[Request]:
Could you repeat every one of the collection entries below word for word, leaving out the pictures?

Collection entries
□ □ □
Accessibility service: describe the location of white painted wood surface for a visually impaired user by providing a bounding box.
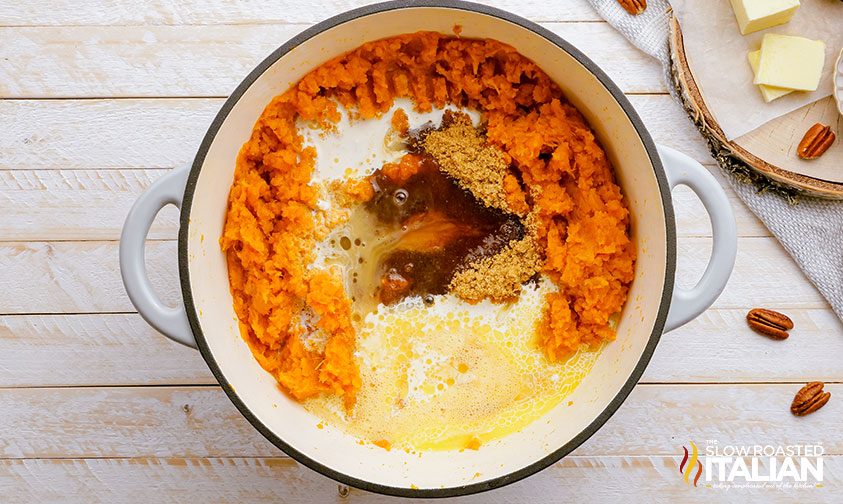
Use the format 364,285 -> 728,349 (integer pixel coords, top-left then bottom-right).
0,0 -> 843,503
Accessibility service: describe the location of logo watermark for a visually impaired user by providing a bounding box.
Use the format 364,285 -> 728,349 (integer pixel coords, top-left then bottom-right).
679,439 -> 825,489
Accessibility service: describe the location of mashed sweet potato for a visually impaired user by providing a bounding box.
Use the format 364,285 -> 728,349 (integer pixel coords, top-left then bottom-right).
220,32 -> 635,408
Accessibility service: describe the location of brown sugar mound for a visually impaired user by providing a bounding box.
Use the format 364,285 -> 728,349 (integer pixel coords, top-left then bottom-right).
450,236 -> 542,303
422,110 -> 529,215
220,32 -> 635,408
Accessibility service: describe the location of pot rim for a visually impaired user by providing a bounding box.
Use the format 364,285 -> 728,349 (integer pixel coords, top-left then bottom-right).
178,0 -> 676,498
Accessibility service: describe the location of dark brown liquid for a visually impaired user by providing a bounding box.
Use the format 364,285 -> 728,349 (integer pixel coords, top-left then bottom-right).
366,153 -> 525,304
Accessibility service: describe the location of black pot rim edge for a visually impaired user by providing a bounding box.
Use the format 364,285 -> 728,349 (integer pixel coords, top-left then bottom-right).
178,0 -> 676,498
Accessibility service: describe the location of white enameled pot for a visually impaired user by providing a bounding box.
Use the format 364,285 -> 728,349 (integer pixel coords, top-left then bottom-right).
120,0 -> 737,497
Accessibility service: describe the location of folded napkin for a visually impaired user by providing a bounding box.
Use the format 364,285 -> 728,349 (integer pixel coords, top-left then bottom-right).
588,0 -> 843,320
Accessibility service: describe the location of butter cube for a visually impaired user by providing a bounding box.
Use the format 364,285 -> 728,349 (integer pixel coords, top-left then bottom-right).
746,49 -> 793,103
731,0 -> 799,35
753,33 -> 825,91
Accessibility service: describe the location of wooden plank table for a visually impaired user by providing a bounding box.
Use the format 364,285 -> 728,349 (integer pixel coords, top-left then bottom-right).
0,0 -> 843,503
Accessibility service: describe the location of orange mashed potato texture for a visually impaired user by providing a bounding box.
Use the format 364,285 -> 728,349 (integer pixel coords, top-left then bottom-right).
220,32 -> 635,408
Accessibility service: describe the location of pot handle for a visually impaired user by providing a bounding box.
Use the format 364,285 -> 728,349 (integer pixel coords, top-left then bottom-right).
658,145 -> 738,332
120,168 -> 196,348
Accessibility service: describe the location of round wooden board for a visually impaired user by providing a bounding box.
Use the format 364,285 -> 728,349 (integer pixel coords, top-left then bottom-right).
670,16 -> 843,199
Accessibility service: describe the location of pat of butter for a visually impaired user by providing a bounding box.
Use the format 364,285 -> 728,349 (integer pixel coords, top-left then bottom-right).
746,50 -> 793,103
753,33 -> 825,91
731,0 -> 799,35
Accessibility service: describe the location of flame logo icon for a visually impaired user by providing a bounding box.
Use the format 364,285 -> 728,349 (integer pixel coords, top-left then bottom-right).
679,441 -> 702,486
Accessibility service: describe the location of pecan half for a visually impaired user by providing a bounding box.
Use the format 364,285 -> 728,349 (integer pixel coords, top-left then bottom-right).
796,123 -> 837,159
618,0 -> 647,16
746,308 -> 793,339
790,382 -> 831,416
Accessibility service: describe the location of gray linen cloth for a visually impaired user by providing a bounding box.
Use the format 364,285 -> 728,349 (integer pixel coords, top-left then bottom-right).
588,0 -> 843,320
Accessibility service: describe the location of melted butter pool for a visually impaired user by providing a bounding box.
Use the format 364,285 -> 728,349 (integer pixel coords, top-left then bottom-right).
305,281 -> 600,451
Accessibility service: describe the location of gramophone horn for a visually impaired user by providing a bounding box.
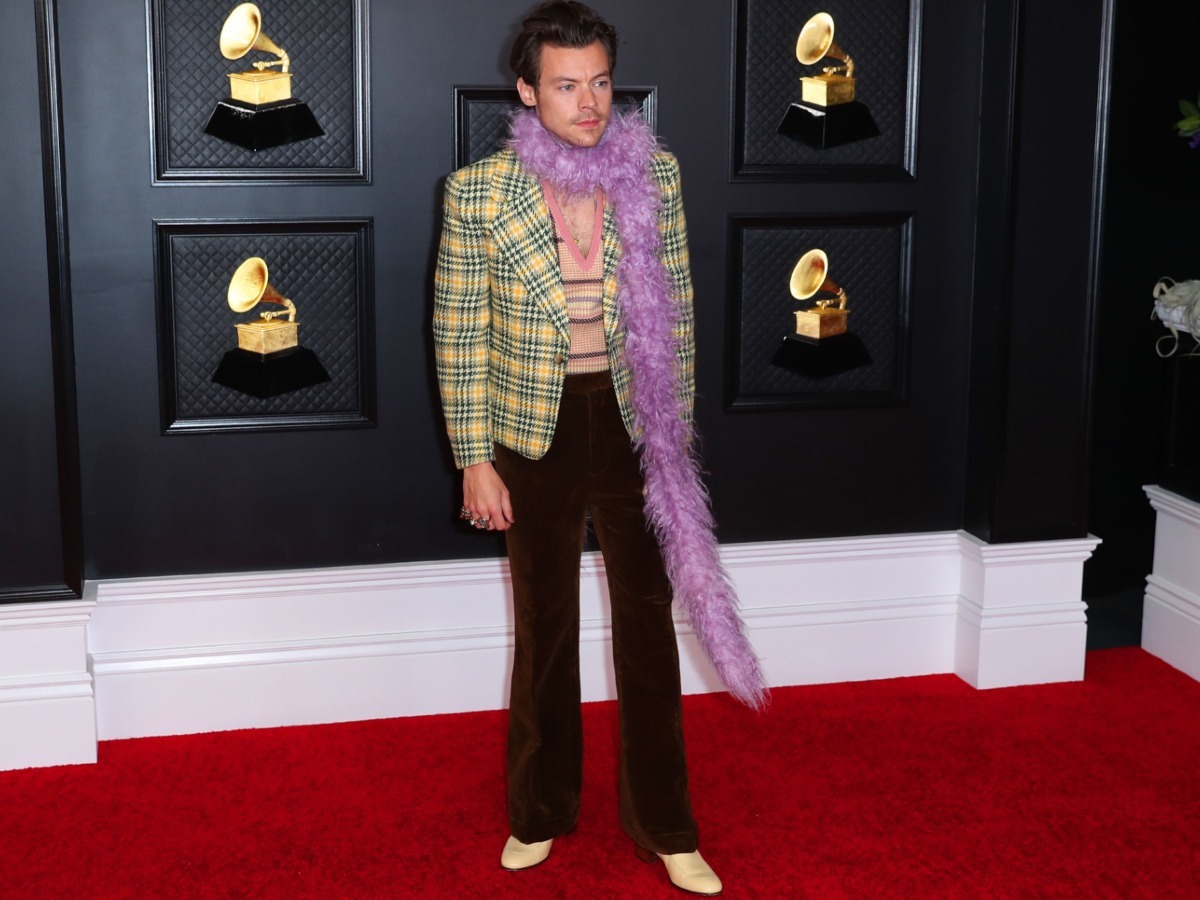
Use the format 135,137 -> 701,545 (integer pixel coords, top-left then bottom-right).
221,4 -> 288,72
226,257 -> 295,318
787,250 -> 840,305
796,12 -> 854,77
□ □ □
[In response]:
Accessibility service: describe the location of white painted wood surface for a visually impaired user by providing a bounding box.
Use the format 364,285 -> 728,349 (integer pixel coords, top-left then bottom-right).
0,0 -> 843,503
Accessibility service: describe the location of logo watermark for a visually impaired user by providing a bounding box.
Use the format 364,285 -> 728,349 (integer pixel coords, top-left then bottom-right).
679,439 -> 825,489
Accessibility service: describe the location of mashed sweet potato for a visually impaired user by providing a bounding box.
Use the format 364,285 -> 728,349 (integer pixel coords, top-left then bottom-right).
220,32 -> 635,408
Accessibility service: describe the location of brown sugar mound for a visually impaired user by providing a bounding box.
Use the format 364,285 -> 728,349 (integer pixel coords, top-left then bottom-right).
450,236 -> 542,303
422,110 -> 529,215
220,32 -> 635,408
Accessibility service: describe the location of pot rim for a visually impaired user by providing a bounding box.
Use the format 364,285 -> 728,349 (integer pixel coords, top-left then bottom-right).
178,0 -> 676,498
Accessibility service: describe the location of dark brown liquid for a visually impaired user by providing a bounding box.
Use the format 364,285 -> 728,349 (integer pixel coords, top-left then bottom-right).
366,153 -> 525,304
Accessibility service: describe the location of black pot rim edge for a visually impaired user by providing a bounding box.
Use the format 364,285 -> 728,349 (integer pixel coords, top-left then bottom-right).
178,0 -> 676,498
Accessibility service: describe the location of white enameled pot for a visually impaired user by providing a bounding box.
Use the format 364,285 -> 728,349 (integer pixel coords, top-left then bottom-right).
120,0 -> 737,497
Accessibility service: describe the location of folded napkin for a visually impaired user by providing a bounding box.
Use the format 364,285 -> 728,349 (integer pixel coords, top-left then bottom-right).
588,0 -> 843,320
Accessibility service: describe the location of butter cube for a visually impaired user by providing a bounding box.
Use the format 364,285 -> 728,349 (integer pixel coords, top-left then bottom-right).
746,49 -> 793,103
731,0 -> 799,35
753,33 -> 825,91
Accessibility service: describe the location of wooden plank table for a visually impaired user by providing a bounding box.
Use the format 364,285 -> 728,349 (integer pixel coords, top-left then bottom-right).
0,0 -> 843,503
Accessibility service: describe the location of orange mashed potato texture for a visually impaired user by providing a bounding box.
Use the format 364,285 -> 728,349 (integer pixel coords, top-left then bottom-right).
220,32 -> 635,408
Accessibility service: describe the location of pot handle for a visually impaired user by providing a bounding box.
Use the format 364,285 -> 728,349 (integer pixel coords, top-left then bottom-right).
658,145 -> 738,332
120,168 -> 196,348
Accessibility service: describe the location of round wooden board for a visually impaired user by providing a bounding box.
Use the format 364,285 -> 728,349 (integer pixel coords, top-left then bottom-right).
670,16 -> 843,199
Accessibility service: describe the location of pat of butter for a visually impaired user by providing a bounding box.
Use the format 364,285 -> 728,349 (integer pixel coords, top-left then bottom-right).
746,50 -> 793,103
753,33 -> 825,91
731,0 -> 799,35
Accessibility service: describe the location of flame logo icon for a visually impaired user by providing a bounding box.
Use the format 364,285 -> 728,349 (integer pixel coords, top-left then bottom-right).
679,441 -> 702,486
Accessibility service: describe the location of pecan half for a visually impaired user by providing a bounding box.
Use the format 364,285 -> 728,349 (integer pixel coords, top-left then bottom-right).
796,123 -> 837,159
618,0 -> 647,16
746,308 -> 793,339
790,382 -> 831,416
Accessibility service: describe the location of gray linen cloth for a visually impaired user by providing a bounding box.
Use the format 364,285 -> 728,349 (integer pixel coords, top-left then bottom-right).
588,0 -> 843,320
Accessibility service: describe the location of melted butter pool for a visually impaired user by providing a bounding box.
Use the format 364,285 -> 728,349 (integer pixel coords, top-left then bottom-right).
305,281 -> 600,451
Accessibility service: describe the location of gramophone horn for a visually impaired user by providing a bounding box.
Use the format 135,137 -> 701,545 (integer pixel coords, top-left then bottom-right).
221,4 -> 288,72
226,257 -> 295,318
787,250 -> 840,305
796,12 -> 854,77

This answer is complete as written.